▶ Stated problem 1
In the passage about Borg's book, what Latin term does Borg use for the propositional or intellectual notion of faith?
▶ Stated problem 2
Write out the passage about Borg's book from "The book falls" up to and including "a viable animal.".
▶ Stated problem 3
Do these statements agree with the passage about Borg's book? (a) Borg's book is divided into three parts. (b) Borg sets three relational forms of faith against assensus. (c) Faith as visio is defined as trust. Answer yes or no for each and quote the deciding words.

▶ Text extract
========
The book falls into two parts, the first looking at what Christianity is, the second at how it is lived. In this article I merely want to ask some questions about the four themes that Borg addresses in the first part: faith, the Bible, God, and Jesus. Much of what he says is entirely valid, and his willingness to acknowledge the power of, and remain in dialogue with, the earlier paradigm is really quite impressive. But at a number of points he diverges significantly from the sort of theology that, I think, is needed for a genuine renewal of the people of God in the wake of the collapse of modernism. For the most part these have to do with Borg’s habit of extracting a universalized spiritual meaning from the particular historical-eschatological narrative - rather as one might extract the body of a snail from its shell. The big question is whether one is really left with a viable animal.
Faith
Borg argues that central to the old paradigm is the idea that faith ‘means holding a certain set of "beliefs," "believing" a set of statements to be true, whether cast as biblical teachings or doctrines or dogma’ (25). As a result faith has been understood as a business of the head, not of the heart. The problem with the ‘propositional’ or intellectual notion of faith, for which Borg uses the Latin term assensus, is that intellectual assent has become ‘effortful’ - it has become too difficult to believe much of the traditional content of Christianity (30). He opposes to assensus three relational forms of faith: faith as fiducia (trust), faith as fidelitas (faithfulness), and faith as visio (a way of seeing). This latter form of faith connects with one of the central arguments of the book - that the Christian tradition is a metaphor through which we see God (36).
========
▶ Data listing
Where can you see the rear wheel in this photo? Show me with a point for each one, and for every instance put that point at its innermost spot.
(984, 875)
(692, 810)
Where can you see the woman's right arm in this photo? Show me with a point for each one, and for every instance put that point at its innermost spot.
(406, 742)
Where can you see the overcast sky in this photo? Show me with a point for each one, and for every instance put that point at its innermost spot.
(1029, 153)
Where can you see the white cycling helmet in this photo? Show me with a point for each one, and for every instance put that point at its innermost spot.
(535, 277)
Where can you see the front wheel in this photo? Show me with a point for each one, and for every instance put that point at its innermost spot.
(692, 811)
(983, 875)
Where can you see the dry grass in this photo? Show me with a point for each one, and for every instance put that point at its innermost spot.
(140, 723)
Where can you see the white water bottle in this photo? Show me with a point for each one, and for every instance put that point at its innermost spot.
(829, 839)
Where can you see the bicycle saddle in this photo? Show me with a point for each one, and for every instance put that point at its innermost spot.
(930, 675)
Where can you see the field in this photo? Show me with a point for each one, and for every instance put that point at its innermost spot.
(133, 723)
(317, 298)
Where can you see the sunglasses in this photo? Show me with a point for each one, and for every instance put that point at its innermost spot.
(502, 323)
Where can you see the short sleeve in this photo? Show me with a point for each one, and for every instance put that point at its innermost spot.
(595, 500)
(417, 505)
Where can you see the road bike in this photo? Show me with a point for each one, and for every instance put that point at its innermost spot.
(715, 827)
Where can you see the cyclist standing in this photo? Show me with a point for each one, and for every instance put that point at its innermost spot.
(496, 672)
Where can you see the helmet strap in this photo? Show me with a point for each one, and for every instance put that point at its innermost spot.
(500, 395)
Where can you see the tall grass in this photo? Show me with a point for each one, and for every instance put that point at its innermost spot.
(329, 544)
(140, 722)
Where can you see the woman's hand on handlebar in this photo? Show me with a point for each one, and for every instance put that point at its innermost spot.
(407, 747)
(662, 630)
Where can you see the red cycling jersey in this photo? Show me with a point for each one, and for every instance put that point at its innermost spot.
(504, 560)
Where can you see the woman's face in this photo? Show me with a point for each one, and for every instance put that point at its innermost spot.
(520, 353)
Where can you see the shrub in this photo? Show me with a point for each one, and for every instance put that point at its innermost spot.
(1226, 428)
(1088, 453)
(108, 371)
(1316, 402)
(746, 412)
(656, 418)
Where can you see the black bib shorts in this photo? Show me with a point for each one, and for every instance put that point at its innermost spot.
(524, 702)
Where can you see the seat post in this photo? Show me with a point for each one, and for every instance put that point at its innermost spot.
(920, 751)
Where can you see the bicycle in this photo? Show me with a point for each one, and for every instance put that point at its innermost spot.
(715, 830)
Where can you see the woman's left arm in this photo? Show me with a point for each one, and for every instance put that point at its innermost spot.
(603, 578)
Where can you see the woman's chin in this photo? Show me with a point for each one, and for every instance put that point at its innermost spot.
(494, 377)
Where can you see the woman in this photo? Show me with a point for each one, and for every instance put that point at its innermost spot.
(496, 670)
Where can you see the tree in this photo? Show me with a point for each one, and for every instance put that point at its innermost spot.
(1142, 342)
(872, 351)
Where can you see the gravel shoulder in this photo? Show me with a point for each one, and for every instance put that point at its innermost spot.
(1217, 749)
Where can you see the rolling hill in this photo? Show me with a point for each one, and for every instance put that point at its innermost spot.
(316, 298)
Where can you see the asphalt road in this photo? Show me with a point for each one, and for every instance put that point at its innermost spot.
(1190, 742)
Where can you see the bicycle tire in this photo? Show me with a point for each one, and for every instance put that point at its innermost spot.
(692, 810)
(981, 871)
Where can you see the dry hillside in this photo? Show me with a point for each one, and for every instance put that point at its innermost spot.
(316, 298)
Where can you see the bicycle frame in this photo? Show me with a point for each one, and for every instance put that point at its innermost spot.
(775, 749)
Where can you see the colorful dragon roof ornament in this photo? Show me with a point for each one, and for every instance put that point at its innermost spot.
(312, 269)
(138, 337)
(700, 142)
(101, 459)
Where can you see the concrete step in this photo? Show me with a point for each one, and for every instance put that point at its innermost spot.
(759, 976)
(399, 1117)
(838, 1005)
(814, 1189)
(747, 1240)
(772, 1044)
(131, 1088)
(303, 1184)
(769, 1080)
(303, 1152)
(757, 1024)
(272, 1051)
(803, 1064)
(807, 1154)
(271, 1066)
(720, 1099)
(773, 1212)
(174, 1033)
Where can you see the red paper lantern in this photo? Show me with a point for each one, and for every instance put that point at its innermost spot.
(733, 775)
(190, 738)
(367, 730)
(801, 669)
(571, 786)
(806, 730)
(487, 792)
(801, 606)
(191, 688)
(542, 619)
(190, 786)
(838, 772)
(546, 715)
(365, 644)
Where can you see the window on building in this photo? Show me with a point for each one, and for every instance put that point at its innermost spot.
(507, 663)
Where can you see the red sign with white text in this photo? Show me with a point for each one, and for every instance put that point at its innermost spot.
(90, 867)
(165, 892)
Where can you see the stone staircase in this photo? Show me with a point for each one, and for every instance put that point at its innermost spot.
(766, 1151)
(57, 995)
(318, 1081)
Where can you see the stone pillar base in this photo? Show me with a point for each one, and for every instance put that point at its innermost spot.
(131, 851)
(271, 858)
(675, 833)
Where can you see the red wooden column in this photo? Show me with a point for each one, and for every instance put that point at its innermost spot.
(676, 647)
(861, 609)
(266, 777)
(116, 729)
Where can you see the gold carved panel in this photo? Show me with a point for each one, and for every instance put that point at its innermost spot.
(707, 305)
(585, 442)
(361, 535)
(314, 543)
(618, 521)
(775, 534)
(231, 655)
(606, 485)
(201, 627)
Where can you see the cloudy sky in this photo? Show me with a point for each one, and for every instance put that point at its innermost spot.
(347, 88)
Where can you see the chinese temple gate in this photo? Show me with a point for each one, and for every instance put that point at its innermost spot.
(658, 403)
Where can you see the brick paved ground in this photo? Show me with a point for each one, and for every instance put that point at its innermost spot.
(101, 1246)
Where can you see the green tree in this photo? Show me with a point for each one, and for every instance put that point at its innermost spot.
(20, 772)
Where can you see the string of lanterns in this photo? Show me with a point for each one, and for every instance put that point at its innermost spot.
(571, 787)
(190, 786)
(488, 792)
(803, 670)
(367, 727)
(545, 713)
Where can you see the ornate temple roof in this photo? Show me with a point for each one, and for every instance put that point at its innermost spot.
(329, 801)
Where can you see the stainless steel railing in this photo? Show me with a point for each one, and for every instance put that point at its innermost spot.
========
▶ Correct output 1
Assensus.

▶ Correct output 2
The book falls into two parts, the first looking at what Christianity is, the second at how it is lived. In this article I merely want to ask some questions about the four themes that Borg addresses in the first part: faith, the Bible, God, and Jesus. Much of what he says is entirely valid, and his willingness to acknowledge the power of, and remain in dialogue with, the earlier paradigm is really quite impressive. But at a number of points he diverges significantly from the sort of theology that, I think, is needed for a genuine renewal of the people of God in the wake of the collapse of modernism. For the most part these have to do with Borg’s habit of extracting a universalized spiritual meaning from the particular historical-eschatological narrative - rather as one might extract the body of a snail from its shell. The big question is whether one is really left with a viable animal.

▶ Correct output 3
(a) No: "The book falls into two parts"
(b) Yes: "He opposes to assensus three relational forms of faith"
(c) No: "faith as visio (a way of seeing)"